Greetings! I don't visit the Minecraft Forums very much anymore, but I was poking around at enchanting and repair costs earlier (wondering why in the world the level requirement was so high, repairing a bow that I had enchanted) and I was quite confused by how the mechanics work.
Remember back when enchanting first came out, and the lament of almost every player was that they couldn't combine enchantments, or preserve their beautifully-crafted Sharpness IV diamond sword? We were all so excited when the anvil was announced, because it could do just that! It even had the added helping of naming your weapons, so I could then make a really kick-butt sword and name it Andromeda, because it needed an equally epic name.

(Pointing dataset records)
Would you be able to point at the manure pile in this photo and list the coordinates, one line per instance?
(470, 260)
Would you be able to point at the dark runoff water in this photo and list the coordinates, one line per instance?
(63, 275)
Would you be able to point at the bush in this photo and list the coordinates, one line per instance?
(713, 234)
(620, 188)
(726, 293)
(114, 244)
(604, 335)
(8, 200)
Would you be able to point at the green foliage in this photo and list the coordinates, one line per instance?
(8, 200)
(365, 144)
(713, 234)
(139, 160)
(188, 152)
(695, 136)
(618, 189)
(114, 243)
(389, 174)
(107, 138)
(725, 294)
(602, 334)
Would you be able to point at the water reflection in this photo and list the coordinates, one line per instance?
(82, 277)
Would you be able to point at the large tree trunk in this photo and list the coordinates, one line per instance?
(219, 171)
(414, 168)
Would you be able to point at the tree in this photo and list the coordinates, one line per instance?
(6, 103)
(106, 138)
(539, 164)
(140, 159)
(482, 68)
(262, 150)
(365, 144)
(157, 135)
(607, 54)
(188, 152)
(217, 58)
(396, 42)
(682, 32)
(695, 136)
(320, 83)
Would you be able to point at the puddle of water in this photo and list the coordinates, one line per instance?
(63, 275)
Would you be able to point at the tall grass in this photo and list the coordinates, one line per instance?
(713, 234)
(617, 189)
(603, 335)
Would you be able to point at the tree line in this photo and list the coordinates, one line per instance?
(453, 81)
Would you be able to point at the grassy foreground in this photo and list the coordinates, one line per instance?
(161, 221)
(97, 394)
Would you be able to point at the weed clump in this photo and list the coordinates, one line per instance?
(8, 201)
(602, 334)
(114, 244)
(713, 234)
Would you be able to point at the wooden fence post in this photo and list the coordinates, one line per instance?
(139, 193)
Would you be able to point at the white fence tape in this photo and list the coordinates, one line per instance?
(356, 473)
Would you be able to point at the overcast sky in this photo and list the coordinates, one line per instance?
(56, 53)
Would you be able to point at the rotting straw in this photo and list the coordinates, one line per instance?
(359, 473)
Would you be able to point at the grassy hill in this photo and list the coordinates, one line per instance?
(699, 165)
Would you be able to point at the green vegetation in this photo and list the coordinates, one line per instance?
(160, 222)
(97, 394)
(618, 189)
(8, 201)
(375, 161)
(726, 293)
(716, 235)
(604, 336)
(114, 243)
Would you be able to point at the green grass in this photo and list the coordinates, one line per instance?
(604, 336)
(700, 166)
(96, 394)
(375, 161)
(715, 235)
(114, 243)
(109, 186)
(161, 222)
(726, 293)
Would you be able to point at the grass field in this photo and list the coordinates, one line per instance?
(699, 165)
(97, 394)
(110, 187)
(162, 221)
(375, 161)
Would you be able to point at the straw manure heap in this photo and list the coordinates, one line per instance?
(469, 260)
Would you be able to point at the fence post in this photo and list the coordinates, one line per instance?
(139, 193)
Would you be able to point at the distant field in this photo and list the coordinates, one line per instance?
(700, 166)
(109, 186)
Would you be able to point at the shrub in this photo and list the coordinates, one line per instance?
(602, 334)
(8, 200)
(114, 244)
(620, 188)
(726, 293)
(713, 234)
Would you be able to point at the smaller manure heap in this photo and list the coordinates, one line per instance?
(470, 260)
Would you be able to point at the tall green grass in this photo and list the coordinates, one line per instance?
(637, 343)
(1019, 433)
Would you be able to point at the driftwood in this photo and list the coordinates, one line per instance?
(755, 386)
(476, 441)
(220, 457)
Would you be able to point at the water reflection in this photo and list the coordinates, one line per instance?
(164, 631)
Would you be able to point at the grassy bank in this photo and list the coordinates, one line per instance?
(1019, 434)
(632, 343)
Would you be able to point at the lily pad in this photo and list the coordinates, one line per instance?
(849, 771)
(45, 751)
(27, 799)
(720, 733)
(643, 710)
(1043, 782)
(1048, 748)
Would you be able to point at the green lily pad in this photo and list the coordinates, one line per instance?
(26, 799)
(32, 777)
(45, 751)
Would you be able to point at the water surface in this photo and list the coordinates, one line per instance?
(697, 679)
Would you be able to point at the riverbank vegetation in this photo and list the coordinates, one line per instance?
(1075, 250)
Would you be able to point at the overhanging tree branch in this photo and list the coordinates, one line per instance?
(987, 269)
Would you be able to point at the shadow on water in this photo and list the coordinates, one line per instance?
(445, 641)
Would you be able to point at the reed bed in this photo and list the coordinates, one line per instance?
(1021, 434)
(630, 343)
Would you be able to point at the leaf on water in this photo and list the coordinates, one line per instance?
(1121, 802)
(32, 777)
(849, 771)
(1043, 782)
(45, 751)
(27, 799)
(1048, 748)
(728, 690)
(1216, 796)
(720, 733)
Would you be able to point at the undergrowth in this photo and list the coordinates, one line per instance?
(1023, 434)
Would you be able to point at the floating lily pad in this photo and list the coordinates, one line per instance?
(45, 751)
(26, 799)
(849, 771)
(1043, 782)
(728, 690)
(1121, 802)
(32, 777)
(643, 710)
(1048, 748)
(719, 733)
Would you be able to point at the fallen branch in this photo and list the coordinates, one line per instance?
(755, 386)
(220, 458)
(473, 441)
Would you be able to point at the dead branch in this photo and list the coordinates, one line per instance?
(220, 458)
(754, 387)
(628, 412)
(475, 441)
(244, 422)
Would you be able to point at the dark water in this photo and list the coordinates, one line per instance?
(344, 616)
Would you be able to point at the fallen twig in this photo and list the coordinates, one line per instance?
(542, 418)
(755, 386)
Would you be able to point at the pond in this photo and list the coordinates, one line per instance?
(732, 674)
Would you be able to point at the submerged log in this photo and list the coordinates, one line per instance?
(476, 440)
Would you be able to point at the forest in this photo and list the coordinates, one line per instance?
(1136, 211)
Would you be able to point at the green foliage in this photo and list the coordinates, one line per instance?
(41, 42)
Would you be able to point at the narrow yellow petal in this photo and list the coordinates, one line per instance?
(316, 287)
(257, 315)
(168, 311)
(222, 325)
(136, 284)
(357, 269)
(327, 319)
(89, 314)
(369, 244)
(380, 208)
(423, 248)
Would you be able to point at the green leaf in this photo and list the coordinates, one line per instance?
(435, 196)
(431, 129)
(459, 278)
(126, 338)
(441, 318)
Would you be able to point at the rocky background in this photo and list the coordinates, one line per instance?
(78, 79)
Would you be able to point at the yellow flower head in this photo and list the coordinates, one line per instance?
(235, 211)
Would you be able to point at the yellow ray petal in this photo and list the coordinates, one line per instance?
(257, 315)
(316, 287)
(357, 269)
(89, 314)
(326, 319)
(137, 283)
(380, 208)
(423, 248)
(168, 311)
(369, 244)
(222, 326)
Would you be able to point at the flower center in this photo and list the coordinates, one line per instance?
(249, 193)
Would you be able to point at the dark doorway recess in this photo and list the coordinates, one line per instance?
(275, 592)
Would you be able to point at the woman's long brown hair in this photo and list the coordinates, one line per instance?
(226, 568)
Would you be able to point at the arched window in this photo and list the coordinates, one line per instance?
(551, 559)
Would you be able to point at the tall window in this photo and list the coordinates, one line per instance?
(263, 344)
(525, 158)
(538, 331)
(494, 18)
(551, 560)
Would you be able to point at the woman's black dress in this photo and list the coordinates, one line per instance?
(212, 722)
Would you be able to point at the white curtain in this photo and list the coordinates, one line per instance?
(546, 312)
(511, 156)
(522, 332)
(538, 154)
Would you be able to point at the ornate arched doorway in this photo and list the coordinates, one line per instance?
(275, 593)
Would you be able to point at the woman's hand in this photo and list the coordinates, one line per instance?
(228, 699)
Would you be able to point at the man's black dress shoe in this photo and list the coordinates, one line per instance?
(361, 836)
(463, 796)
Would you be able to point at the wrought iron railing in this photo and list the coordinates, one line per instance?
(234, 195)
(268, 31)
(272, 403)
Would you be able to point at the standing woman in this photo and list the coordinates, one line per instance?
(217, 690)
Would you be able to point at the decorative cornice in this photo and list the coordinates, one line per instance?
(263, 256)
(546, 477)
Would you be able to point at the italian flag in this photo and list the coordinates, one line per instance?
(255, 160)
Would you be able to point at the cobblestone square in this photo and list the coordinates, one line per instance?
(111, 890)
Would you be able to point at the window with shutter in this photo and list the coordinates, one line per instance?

## JOBS
a - Answer these questions about the Minecraft post.
(i) What item was the writer repairing when the high level requirement came up?
(ii) What name would the writer give the sword made with the anvil?
(iii) Besides combining enchantments, what did players lament they couldn't do when enchanting first came out?
b - Repeat, word for word, everything in the Minecraft post from "Greetings! I don't" down to "the mechanics work.".

## ANSWER SET
a -
(i) A bow the writer had enchanted.
(ii) Andromeda.
(iii) Preserve their beautifully-crafted Sharpness IV diamond sword.

b -
Greetings! I don't visit the Minecraft Forums very much anymore, but I was poking around at enchanting and repair costs earlier (wondering why in the world the level requirement was so high, repairing a bow that I had enchanted) and I was quite confused by how the mechanics work.